[Annotated coordinate records]

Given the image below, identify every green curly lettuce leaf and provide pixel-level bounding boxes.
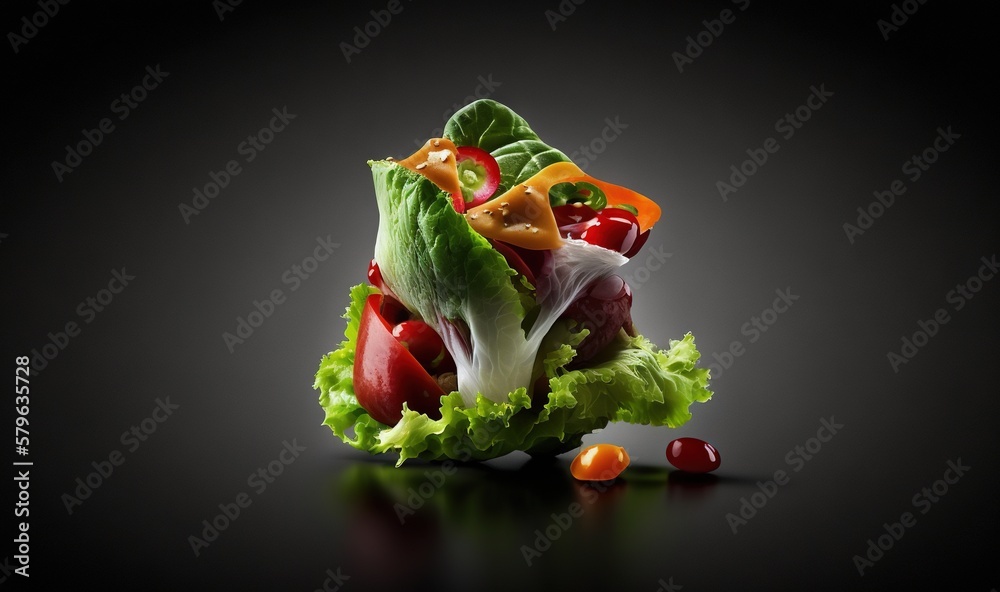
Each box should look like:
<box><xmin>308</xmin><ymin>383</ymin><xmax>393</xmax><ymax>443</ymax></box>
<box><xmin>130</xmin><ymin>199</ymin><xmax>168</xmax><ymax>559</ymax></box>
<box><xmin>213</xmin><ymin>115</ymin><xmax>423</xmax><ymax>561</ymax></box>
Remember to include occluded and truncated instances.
<box><xmin>314</xmin><ymin>285</ymin><xmax>712</xmax><ymax>466</ymax></box>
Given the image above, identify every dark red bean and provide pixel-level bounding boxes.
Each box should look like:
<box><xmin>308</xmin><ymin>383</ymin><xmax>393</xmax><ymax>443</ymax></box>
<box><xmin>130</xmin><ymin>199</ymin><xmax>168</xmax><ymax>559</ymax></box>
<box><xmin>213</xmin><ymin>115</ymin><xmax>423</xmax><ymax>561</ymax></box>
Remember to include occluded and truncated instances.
<box><xmin>667</xmin><ymin>438</ymin><xmax>722</xmax><ymax>473</ymax></box>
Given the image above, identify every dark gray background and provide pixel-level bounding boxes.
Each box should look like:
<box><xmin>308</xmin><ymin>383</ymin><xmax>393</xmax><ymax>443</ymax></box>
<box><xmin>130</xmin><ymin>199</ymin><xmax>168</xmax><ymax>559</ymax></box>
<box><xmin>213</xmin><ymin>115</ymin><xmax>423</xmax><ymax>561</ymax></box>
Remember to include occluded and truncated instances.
<box><xmin>0</xmin><ymin>0</ymin><xmax>1000</xmax><ymax>592</ymax></box>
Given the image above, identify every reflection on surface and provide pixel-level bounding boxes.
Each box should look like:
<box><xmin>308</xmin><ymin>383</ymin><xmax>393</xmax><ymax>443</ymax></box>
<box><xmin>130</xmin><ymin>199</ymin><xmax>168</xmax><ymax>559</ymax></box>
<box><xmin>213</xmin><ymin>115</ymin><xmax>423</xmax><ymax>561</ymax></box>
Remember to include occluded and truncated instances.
<box><xmin>332</xmin><ymin>459</ymin><xmax>715</xmax><ymax>589</ymax></box>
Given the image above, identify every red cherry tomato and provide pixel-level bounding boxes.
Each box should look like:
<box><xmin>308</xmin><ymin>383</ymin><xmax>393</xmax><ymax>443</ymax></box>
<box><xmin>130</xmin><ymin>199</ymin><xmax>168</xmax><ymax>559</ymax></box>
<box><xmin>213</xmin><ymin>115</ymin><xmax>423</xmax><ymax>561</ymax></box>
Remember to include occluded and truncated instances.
<box><xmin>392</xmin><ymin>321</ymin><xmax>455</xmax><ymax>374</ymax></box>
<box><xmin>353</xmin><ymin>294</ymin><xmax>445</xmax><ymax>425</ymax></box>
<box><xmin>552</xmin><ymin>204</ymin><xmax>649</xmax><ymax>258</ymax></box>
<box><xmin>579</xmin><ymin>208</ymin><xmax>639</xmax><ymax>254</ymax></box>
<box><xmin>569</xmin><ymin>444</ymin><xmax>631</xmax><ymax>481</ymax></box>
<box><xmin>452</xmin><ymin>146</ymin><xmax>500</xmax><ymax>208</ymax></box>
<box><xmin>562</xmin><ymin>275</ymin><xmax>634</xmax><ymax>367</ymax></box>
<box><xmin>667</xmin><ymin>438</ymin><xmax>722</xmax><ymax>473</ymax></box>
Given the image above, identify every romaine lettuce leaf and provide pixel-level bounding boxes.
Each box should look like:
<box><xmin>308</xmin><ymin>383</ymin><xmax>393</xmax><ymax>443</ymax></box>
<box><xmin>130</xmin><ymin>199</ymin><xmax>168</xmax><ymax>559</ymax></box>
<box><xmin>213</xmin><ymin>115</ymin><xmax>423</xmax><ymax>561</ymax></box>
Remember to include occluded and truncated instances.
<box><xmin>314</xmin><ymin>100</ymin><xmax>712</xmax><ymax>463</ymax></box>
<box><xmin>444</xmin><ymin>99</ymin><xmax>569</xmax><ymax>193</ymax></box>
<box><xmin>314</xmin><ymin>285</ymin><xmax>712</xmax><ymax>466</ymax></box>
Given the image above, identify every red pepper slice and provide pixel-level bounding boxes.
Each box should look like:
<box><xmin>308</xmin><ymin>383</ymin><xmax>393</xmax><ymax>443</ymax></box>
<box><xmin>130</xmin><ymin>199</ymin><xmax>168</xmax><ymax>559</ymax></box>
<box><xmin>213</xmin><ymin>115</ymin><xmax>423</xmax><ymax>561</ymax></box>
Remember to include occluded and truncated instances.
<box><xmin>354</xmin><ymin>294</ymin><xmax>445</xmax><ymax>426</ymax></box>
<box><xmin>452</xmin><ymin>146</ymin><xmax>500</xmax><ymax>208</ymax></box>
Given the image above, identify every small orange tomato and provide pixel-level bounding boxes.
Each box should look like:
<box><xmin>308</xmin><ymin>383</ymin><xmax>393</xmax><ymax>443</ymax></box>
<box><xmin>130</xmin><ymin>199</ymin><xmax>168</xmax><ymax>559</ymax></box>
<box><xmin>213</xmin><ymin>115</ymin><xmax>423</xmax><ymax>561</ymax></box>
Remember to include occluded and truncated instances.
<box><xmin>569</xmin><ymin>444</ymin><xmax>629</xmax><ymax>481</ymax></box>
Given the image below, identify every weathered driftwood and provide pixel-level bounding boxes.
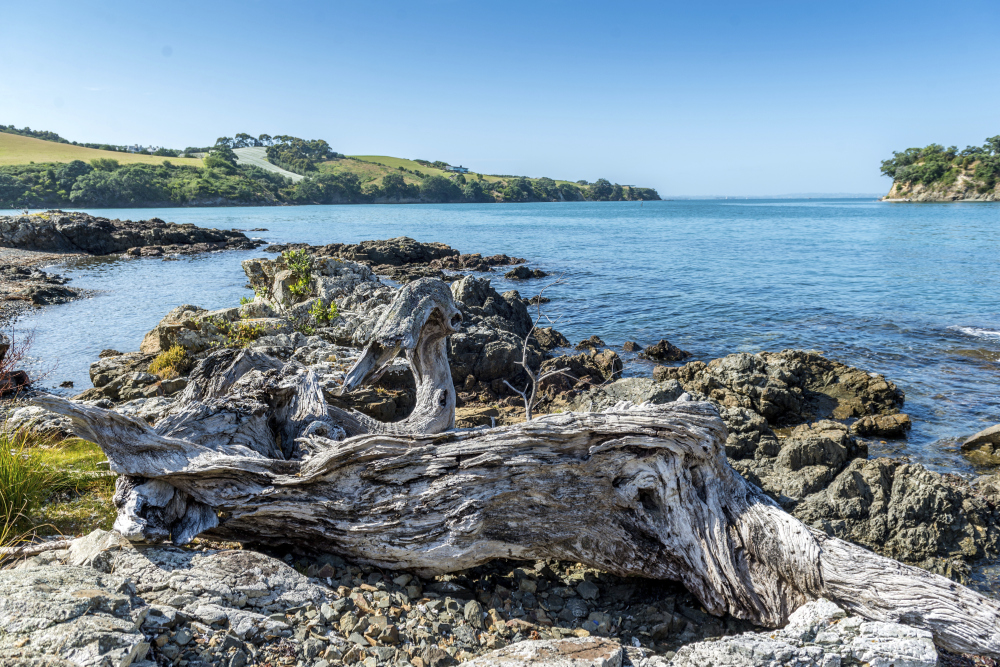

=== TASK REQUIREMENTS ===
Starting with the line containing "Given the image above, identify every small" and continuing through the final line above, render those lines as a JSON list of strings, one string per line and with blank lines omitted. Leave the pictures out.

=== EXPECTED OUTPUT ===
[
  "Given the image above, identify every small orange tomato and provide pixel-level bounding boxes.",
  "Each box should look like:",
  "<box><xmin>308</xmin><ymin>383</ymin><xmax>393</xmax><ymax>443</ymax></box>",
  "<box><xmin>130</xmin><ymin>199</ymin><xmax>168</xmax><ymax>559</ymax></box>",
  "<box><xmin>213</xmin><ymin>115</ymin><xmax>423</xmax><ymax>561</ymax></box>",
  "Remember to include occluded and truncated instances.",
  "<box><xmin>569</xmin><ymin>444</ymin><xmax>629</xmax><ymax>481</ymax></box>",
  "Given the image below, identify every weathered driftwood and provide pixel-level bounding boxes."
]